TEXT SHOWN >>
## Begin

No. 93-IA-00569-SCT.

Supreme Court of Mississippi.

August 8, 1996. Rehearing Denied January 23, 1997.

*1172 Travis T. Vance, Jr., Vicksburg, James W. Nobles, Jr., Jackson, for Appellants.

Raymond O. Boutwell, Jr., Brookhaven, Birdia Greer Pitts, Dunwoody, GA, for Appellee.

Before DAN LEE, C.J., and BANKS and MILLS, JJ.

*1173 DAN LEE, Chief Justice, for the Court:

The Appellants, the sisters of the deceased, Samuel Otto Jones, Jr. (hereinafter Jones), brought an action in the Warren County Chancery Court to determine Jones' wrongful death beneficiaries for purposes of bringing a wrongful death action against the tortfeasor responsible for Jones' death. The lower court held that Jones' natural son, Samuel Clinton Howell, who had been adopted by another man in 1986, was Jones' wrongful death beneficiary under Section 11-7-13 of the Mississippi Code of 1972 (hereinafter Miss. Code Ann. § 11-7-13 (1972)). Jones' sisters (hereinafter the Estate) aggrieved by the chancellor's ruling, filed this interlocutory appeal and assigned the following as error:

I. THE WRONGFUL DEATH STATUTE OF THE STATE OF MISSISSIPPI DOES NOT ALLOW AN ADOPTED CHILD WHOSE PARENT IS KILLED TO TAKE AS A WRONGFUL DEATH BENEFICIARY UNDER SECTION 11-7-13 OF THE MISSISSIPPI CODE ANNOTATED.
II. CONSTRUCTION OF THE MISSISSIPPI WRONGFUL DEATH STATUTE BY THE CHANCERY COURT OF WARREN COUNTY, MISSISSIPPI, DEPRIVES THE ESTATE OF SAMUEL OTTO JONES, JR. OF RECOVERING ALL DAMAGES OF EVERY KIND.

This Court has previously addressed the issues now before this Court in Alack v. Phelps, 230 So. 2d 789, 793 (Miss. 1970), and Warren v. Foster, 450 So. 2d 786 (Miss. 1984). In Alack and in Warren, this Court held that an adopted child could inherit from his natural parent or parents. Moreover, in Alack, this Court held that an adopted child could bring a wrongful death action for his natural father's death. Because we are bound by our previous decisions, we affirm the lower court's holding.

STATEMENT OF THE CASE

Samuel Otto Jones, Jr., was killed in an accident on September 14, 1991. Jones' sister, Sandra Jones Penalver, applied for and was granted letters of administration for Jones' estate. Then, the Warren County Chancery Court authorized Penalver to proceed with any wrongful death claim that might lie for Jones' death. Subsequently, the Estate filed suit against the alleged tortfeasor in the United States District Court for the Southern District of Mississippi.

During the course of discovery conducted in the wrongful death action, the tortfeasor learned that Jones had a son by an earlier marriage and that the son had been adopted by Jones' ex-wife's new husband. As a result of this development, the Estate filed an action in the Warren County Chancery Court to determine whether Jones' natural son was a wrongful death beneficiary.

## End

(Data lines)
## Begin

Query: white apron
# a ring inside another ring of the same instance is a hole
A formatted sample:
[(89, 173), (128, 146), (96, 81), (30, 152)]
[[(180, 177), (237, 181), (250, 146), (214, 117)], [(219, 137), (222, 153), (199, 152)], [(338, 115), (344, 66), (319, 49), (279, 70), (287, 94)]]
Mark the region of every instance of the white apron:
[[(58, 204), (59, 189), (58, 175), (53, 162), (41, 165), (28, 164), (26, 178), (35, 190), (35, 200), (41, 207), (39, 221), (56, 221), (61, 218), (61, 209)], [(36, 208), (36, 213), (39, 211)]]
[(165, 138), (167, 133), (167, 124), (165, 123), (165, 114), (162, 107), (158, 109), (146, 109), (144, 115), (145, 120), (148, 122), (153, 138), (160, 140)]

## End

JOB >> Please continue the court opinion on Samuel Otto Jones, Jr.'s wrongful death beneficiaries, starting right after its last sentence.

OUTPUT >>
Samuel Clinton Howell, Jones' natural son,[1] was served with process through his mother and guardian, Sharon Browder Howell (Jones' ex-wife), and a hearing to determine Jones' wrongful death beneficiaries was held in the Warren County Chancery Court on April 14, 1993. After hearing arguments, the chancellor entered his Order holding Samuel Clinton Howell to be Jones' sole heir under the descent and distribution laws of the State of Mississippi as well as Jones' sole wrongful death beneficiary.

Jones' estate filed a motion to reconsider and this motion was subsequently denied. Thereafter, the Estate requested, and was granted, leave from the chancery court to file an interlocutory appeal with this Court. The Estate's request for interlocutory appeal was granted and this case is properly before this Court.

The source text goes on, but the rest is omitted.